[Records contained in a dataset]
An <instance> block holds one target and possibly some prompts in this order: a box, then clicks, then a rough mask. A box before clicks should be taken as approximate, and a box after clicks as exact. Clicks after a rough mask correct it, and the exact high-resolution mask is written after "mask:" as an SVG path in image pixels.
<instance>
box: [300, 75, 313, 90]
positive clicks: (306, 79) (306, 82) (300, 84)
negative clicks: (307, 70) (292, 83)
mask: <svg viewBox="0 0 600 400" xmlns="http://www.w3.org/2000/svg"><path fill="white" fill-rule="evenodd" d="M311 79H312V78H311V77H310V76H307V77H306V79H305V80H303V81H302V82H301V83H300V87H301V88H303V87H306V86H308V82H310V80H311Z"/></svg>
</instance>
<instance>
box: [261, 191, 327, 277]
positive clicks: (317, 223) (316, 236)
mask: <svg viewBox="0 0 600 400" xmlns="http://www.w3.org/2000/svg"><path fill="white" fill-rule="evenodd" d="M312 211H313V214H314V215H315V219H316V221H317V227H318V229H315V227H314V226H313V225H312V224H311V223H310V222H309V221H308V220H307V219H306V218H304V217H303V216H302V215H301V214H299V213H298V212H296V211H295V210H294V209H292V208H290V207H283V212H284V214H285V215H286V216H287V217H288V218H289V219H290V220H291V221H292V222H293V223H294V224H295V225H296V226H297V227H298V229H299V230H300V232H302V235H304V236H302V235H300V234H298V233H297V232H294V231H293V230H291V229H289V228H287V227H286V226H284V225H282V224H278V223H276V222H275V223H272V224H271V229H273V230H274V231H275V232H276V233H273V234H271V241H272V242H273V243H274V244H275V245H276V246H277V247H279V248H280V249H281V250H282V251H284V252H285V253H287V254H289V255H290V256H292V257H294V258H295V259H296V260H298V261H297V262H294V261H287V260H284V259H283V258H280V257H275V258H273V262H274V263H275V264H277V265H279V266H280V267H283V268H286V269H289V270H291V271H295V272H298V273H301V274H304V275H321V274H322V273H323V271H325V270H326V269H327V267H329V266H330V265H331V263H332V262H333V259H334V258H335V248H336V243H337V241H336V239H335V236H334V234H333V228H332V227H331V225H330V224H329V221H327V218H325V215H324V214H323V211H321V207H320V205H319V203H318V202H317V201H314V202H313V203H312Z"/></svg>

▸ Your assignment
Would you repeat all of the entries exactly?

▸ Written response
An <instance> block holds one target and possibly some prompts in this order: a box, then clicks, then a rough mask. A box before clicks should be taken as approximate, and a box after clicks as exact. Clicks after a rough mask correct it, and the exact high-resolution mask is written after "mask:" as an SVG path in image pixels.
<instance>
box: [300, 75, 313, 90]
positive clicks: (306, 79) (306, 82) (300, 84)
negative clicks: (307, 70) (292, 83)
mask: <svg viewBox="0 0 600 400" xmlns="http://www.w3.org/2000/svg"><path fill="white" fill-rule="evenodd" d="M311 79H312V78H311V77H310V76H307V77H306V79H305V80H303V81H302V82H301V83H300V87H301V88H303V87H306V86H308V82H310V80H311Z"/></svg>
</instance>
<instance>
box: [261, 191, 327, 277]
positive clicks: (317, 223) (316, 236)
mask: <svg viewBox="0 0 600 400" xmlns="http://www.w3.org/2000/svg"><path fill="white" fill-rule="evenodd" d="M312 211H313V214H314V215H315V219H316V221H317V227H318V229H315V227H314V226H313V225H312V224H311V223H310V222H309V221H308V220H307V219H306V218H304V217H303V216H302V215H301V214H299V213H298V212H296V211H295V210H294V209H292V208H290V207H283V212H284V214H285V215H286V216H287V217H288V218H289V219H290V220H291V221H292V222H293V223H294V224H295V225H296V226H297V227H298V229H299V230H300V232H302V235H304V236H302V235H300V234H298V233H297V232H294V231H293V230H291V229H289V228H287V227H286V226H284V225H282V224H278V223H276V222H275V223H272V224H271V229H273V230H274V231H275V232H276V233H273V234H271V241H272V242H273V243H274V244H275V245H276V246H277V247H279V248H280V249H281V250H282V251H284V252H285V253H287V254H289V255H290V256H292V257H294V258H295V259H296V260H298V261H297V262H294V261H287V260H284V259H283V258H280V257H275V258H273V262H274V263H275V264H277V265H279V266H280V267H283V268H286V269H289V270H291V271H295V272H298V273H301V274H304V275H321V274H322V273H323V271H325V270H326V269H327V267H329V266H330V265H331V263H332V262H333V259H334V258H335V248H336V243H337V241H336V239H335V236H334V234H333V228H332V227H331V225H330V224H329V221H327V218H325V215H324V214H323V211H321V207H320V205H319V203H318V202H317V201H314V202H313V203H312Z"/></svg>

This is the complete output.